Work required ->
Your task is to reproduce the listing exactly, without its images.

▼

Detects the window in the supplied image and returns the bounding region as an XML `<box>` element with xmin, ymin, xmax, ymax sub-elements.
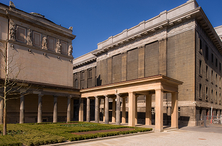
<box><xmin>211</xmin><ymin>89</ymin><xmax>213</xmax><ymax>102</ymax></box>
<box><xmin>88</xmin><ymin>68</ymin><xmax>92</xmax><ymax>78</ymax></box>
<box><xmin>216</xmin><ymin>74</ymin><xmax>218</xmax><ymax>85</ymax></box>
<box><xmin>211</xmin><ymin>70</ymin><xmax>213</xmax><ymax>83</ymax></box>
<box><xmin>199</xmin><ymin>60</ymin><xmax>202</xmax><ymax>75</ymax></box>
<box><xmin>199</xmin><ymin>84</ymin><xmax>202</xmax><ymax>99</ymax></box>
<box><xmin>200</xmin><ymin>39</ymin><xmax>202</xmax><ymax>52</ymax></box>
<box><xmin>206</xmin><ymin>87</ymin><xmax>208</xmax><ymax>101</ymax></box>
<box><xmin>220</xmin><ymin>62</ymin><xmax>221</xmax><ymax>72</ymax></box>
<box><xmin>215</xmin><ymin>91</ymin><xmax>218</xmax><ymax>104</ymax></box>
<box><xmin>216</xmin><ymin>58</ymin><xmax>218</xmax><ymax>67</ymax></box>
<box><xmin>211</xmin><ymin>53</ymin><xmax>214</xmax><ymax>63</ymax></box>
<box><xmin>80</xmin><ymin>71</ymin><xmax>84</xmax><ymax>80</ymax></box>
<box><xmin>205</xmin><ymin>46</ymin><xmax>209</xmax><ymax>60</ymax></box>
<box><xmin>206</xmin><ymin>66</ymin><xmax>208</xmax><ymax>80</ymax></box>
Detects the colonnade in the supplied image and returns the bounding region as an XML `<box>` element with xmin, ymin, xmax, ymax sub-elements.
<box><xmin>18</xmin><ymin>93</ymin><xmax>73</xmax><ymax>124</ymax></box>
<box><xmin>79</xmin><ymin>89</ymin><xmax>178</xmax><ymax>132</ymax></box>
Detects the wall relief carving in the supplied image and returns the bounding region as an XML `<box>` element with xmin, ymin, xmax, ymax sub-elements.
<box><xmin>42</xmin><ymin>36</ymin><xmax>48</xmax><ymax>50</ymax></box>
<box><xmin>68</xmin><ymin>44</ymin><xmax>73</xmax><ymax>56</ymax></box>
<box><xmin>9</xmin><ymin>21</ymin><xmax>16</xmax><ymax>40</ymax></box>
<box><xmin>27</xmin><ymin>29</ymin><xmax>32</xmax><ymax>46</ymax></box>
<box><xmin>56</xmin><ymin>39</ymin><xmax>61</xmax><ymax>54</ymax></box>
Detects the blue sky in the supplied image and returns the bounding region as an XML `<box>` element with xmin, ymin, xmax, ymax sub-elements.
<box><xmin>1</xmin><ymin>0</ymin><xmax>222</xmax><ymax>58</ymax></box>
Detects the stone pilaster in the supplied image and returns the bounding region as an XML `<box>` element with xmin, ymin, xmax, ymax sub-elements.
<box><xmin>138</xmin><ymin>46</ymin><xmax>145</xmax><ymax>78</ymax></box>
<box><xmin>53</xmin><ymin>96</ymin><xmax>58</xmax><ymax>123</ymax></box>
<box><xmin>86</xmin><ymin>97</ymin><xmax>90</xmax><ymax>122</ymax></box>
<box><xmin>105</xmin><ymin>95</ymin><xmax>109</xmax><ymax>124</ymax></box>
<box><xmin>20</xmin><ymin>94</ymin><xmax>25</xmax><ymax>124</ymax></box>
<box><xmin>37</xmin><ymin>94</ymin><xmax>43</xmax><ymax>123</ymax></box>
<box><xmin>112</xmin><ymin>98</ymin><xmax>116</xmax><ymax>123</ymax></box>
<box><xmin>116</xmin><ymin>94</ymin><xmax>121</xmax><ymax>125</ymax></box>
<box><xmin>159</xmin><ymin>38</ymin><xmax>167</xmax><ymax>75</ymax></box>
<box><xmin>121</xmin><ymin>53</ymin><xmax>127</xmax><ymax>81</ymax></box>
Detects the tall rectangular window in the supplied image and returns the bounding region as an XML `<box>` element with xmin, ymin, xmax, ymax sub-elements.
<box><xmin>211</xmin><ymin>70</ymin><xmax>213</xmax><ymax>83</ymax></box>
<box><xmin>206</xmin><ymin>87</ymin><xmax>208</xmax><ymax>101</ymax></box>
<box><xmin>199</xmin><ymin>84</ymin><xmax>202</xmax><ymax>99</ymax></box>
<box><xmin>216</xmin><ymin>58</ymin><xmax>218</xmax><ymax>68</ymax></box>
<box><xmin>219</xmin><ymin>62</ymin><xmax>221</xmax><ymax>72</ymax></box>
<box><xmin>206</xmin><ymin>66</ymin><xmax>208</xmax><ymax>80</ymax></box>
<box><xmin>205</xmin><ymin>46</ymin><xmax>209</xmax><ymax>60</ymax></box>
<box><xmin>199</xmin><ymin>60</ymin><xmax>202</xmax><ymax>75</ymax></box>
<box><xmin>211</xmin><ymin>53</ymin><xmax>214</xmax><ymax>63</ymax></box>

▲

Problem solution ->
Detects the window in the supplied image and returns the bounding region as an XML `<box>` element with xmin, ymin, xmax, ymax sub-elements.
<box><xmin>211</xmin><ymin>89</ymin><xmax>213</xmax><ymax>102</ymax></box>
<box><xmin>88</xmin><ymin>68</ymin><xmax>92</xmax><ymax>78</ymax></box>
<box><xmin>216</xmin><ymin>74</ymin><xmax>218</xmax><ymax>85</ymax></box>
<box><xmin>211</xmin><ymin>70</ymin><xmax>213</xmax><ymax>83</ymax></box>
<box><xmin>199</xmin><ymin>60</ymin><xmax>202</xmax><ymax>75</ymax></box>
<box><xmin>199</xmin><ymin>84</ymin><xmax>202</xmax><ymax>99</ymax></box>
<box><xmin>200</xmin><ymin>39</ymin><xmax>202</xmax><ymax>52</ymax></box>
<box><xmin>206</xmin><ymin>87</ymin><xmax>208</xmax><ymax>101</ymax></box>
<box><xmin>220</xmin><ymin>62</ymin><xmax>221</xmax><ymax>72</ymax></box>
<box><xmin>215</xmin><ymin>91</ymin><xmax>218</xmax><ymax>104</ymax></box>
<box><xmin>216</xmin><ymin>58</ymin><xmax>218</xmax><ymax>67</ymax></box>
<box><xmin>211</xmin><ymin>53</ymin><xmax>214</xmax><ymax>63</ymax></box>
<box><xmin>80</xmin><ymin>71</ymin><xmax>84</xmax><ymax>80</ymax></box>
<box><xmin>205</xmin><ymin>46</ymin><xmax>209</xmax><ymax>60</ymax></box>
<box><xmin>206</xmin><ymin>66</ymin><xmax>208</xmax><ymax>80</ymax></box>
Detects the colonnade in the supplied image and returns the bounding region as an XML `<box>` element with xmin, ymin, xmax, ymax sub-elements.
<box><xmin>18</xmin><ymin>93</ymin><xmax>73</xmax><ymax>124</ymax></box>
<box><xmin>79</xmin><ymin>89</ymin><xmax>178</xmax><ymax>132</ymax></box>
Detects the wall relief carving in the supplied image and returns the bounding region as an XML `<box>` element with xmin, ymin, xmax, ymax sub-elements.
<box><xmin>42</xmin><ymin>36</ymin><xmax>48</xmax><ymax>50</ymax></box>
<box><xmin>68</xmin><ymin>44</ymin><xmax>73</xmax><ymax>56</ymax></box>
<box><xmin>9</xmin><ymin>21</ymin><xmax>16</xmax><ymax>40</ymax></box>
<box><xmin>27</xmin><ymin>29</ymin><xmax>32</xmax><ymax>46</ymax></box>
<box><xmin>56</xmin><ymin>39</ymin><xmax>61</xmax><ymax>54</ymax></box>
Detects the blue sky in the supplied image and returns the bounding region as an XML `<box>` element with xmin, ymin, xmax, ymax sub-elements.
<box><xmin>1</xmin><ymin>0</ymin><xmax>222</xmax><ymax>58</ymax></box>
Detects the stone pilaster in the supplied image and returns the bounding region as an XML `<box>` element with xmin, ymin, xmax, ymax sub-elements.
<box><xmin>138</xmin><ymin>46</ymin><xmax>145</xmax><ymax>78</ymax></box>
<box><xmin>53</xmin><ymin>96</ymin><xmax>58</xmax><ymax>123</ymax></box>
<box><xmin>86</xmin><ymin>97</ymin><xmax>90</xmax><ymax>122</ymax></box>
<box><xmin>105</xmin><ymin>95</ymin><xmax>109</xmax><ymax>124</ymax></box>
<box><xmin>20</xmin><ymin>94</ymin><xmax>25</xmax><ymax>124</ymax></box>
<box><xmin>37</xmin><ymin>94</ymin><xmax>43</xmax><ymax>123</ymax></box>
<box><xmin>112</xmin><ymin>98</ymin><xmax>116</xmax><ymax>123</ymax></box>
<box><xmin>116</xmin><ymin>94</ymin><xmax>121</xmax><ymax>125</ymax></box>
<box><xmin>159</xmin><ymin>38</ymin><xmax>167</xmax><ymax>75</ymax></box>
<box><xmin>121</xmin><ymin>53</ymin><xmax>127</xmax><ymax>81</ymax></box>
Detects the tall rectangular window in the supplied image and returns the bounding region as an XML `<box>` element with xmin, ymin, xmax, ymax sub-elements.
<box><xmin>211</xmin><ymin>70</ymin><xmax>213</xmax><ymax>83</ymax></box>
<box><xmin>206</xmin><ymin>87</ymin><xmax>208</xmax><ymax>101</ymax></box>
<box><xmin>199</xmin><ymin>84</ymin><xmax>202</xmax><ymax>99</ymax></box>
<box><xmin>216</xmin><ymin>58</ymin><xmax>218</xmax><ymax>68</ymax></box>
<box><xmin>219</xmin><ymin>62</ymin><xmax>221</xmax><ymax>72</ymax></box>
<box><xmin>206</xmin><ymin>66</ymin><xmax>208</xmax><ymax>80</ymax></box>
<box><xmin>205</xmin><ymin>46</ymin><xmax>209</xmax><ymax>60</ymax></box>
<box><xmin>199</xmin><ymin>60</ymin><xmax>202</xmax><ymax>75</ymax></box>
<box><xmin>211</xmin><ymin>53</ymin><xmax>214</xmax><ymax>63</ymax></box>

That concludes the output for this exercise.